Barriers & Bridges

When we think about spaces, we need to consider things that are barriers to the Gospel and that which function as bridges to the Gospel.


Issues of practice, culture, or perception that inhibit the progress of the gospel.


Opportunities for people to encounter the truth of the gospel through conversations and experiences with the people of God.


Practice Barriers

  • Time
  • Space
  • Availability

What kinds of things can present obstacles to the gospel related to the time, space and availability?

Example: Church building - too large, cold / Somebody’s house - too intimate

Culture Barriers

  • Language
  • Behavior

Example: “insider” language can make most people feel either unwelcome or unaccepted

We don't want to build additional barriers of culture between us and someone else.

Perception Barriers

  • Images
  • Stereotypes
  • Experiences

Example: Church starting a food bank, when another exists through the city. (why not partner?)

Receive / Reject / Redeem

When we address cultural engagement, we need to employ a more rigorous filter in assessing whether a certain activity, practice, etc. can be productively engaged in for the life of a Christ-follower or a community of faith. In order to help us analyze our lives and the various questions we may need to help our Via Communities to answer regarding certain social/cultural issues, we should ask ourselves three primary questions:


Can this be received?

Things that should be fully received would be items that scripture doesn't speak directly to but rather can be engaged in for the glory of God. Food would be an example of this. We need food to thrive as mankind and there are pleasures in eating that we can partake in for the glory of God. Food can also be a detriment to our spiritual life if we abuse the gift of food through excessive eating habits or by eating to escape the realities of life, treating food as a functional savior.

Matters of conscience factor greatly into this area. You may be able to partake in a glass of wine, but your neighbor may greatly struggle. Paul tells us in 1 Corinthians 10:24, "Let no one seek his own good, but the good of his neighbor." Be aware that just because something can be received doesn't mean it is always beneficial to do so. See 1 Corinthians 10:23-31 for more of a full understanding of what Paul is discussing.


Should this be rejected?

There are certain things that we should not engage with due to the natural of their existence in our world. This list would include items such as: murder, stealing, abuse, etc. These behaviors are to be rejected, because biblically we have a clear mandate to recognize these acts as a direct result of the perversion of sin in our world–seeking to destroy the good, the true and the beautiful in this world.

  • God will not lead someone to divorce their wife (for reasons outside of those listed in Scripture).

(CHALLENGE 1)
Print the barriers and bridges text word for word, starting at "Should this be" and ending at "listed in Scripture).".
(CHALLENGE 2)
Write what comes next in the barriers and bridges text, picking up after its last sentence.

(DATA EXCERPT)

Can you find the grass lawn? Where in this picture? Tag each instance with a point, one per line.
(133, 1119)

(EXPECTED OUTPUT 1)
Should this be rejected?

There are certain things that we should not engage with due to the natural of their existence in our world. This list would include items such as: murder, stealing, abuse, etc. These behaviors are to be rejected, because biblically we have a clear mandate to recognize these acts as a direct result of the perversion of sin in our world–seeking to destroy the good, the true and the beautiful in this world.

  • God will not lead someone to divorce their wife (for reasons outside of those listed in Scripture).

(EXPECTED OUTPUT 2)
  • God will not lead someone to sleep with their boyfriend/girlfriend.
  • God will not lead someone to take some else's life.
  • God will not lead someone to lie on their expense reports to get a head in their company.


Can this be redeemed?

There are other aspects of life that are a corruption of the good, the true and the beautiful, but have redemptive qualities that can be taken advantage of.

A key example of this would be the holiday Halloween. Many Christians have an odd almost mystical and superstitious view of Halloween, almost as if it has inherent spiritual power. This is silly. Halloween was a holiday originally purposed to celebrate the faithful departed and make fun of the power of death. The original purpose of Halloween has dramatically changed to become something more of a celebration of death. In our culture, the experience of most people is Halloween as an opportunity to dress up, scare someone and go around their neighborhood collecting candy. The meaning has been almost completely lost.

Halloween can be redeemed and utilized as an opportunity to get to know neighbor and to bless neighbor.

Belonging prior to Believing

In Via Communities, we need to make sure that we are inviting people to belong to their communities first. Then, as they see the life of these communities, we pray God will open their eyes to the reality of who Jesus is and we will have the chance to witness their trust being placed in Jesus. Our behavior will vary greatly as Christ-followers. Some may feel you need to dress a certain way to church–others will disagree. Some may feel you need to abstain from certain alcoholic beverages–others will disagree. Some may feel you need to talk a certain way–others will disagree.




  • Scripture, prayer, worship, confession, repentance (should be hallmarks of this)
  • A non-believer entering this does not cease these things from happening, but rather causes you to have to explain them
  • Avoid the holy ghetto


  • An environment where you are still inviting someone, but it invites people to belong to your community.
  • Examples: throw a party, have a standing reservation at a local restaurant, poker night, bowling league, etc.
  1. Lower the energy barrier - focus on welcoming people
  2. Think of the preferences of others over your own
  3. Offer a welcoming experience


  • Going out
  • Meeting the practical needs of your neighbors and community
  • Example: Mechanic using his skills along with others to serve low-income families and single moms in their area
  • Use local organizations - what can you come alongside?


  • Go to the party - join your community at events put on by your neighborhood, school, etc.
  • In what ways do you participate as a community in these types of events?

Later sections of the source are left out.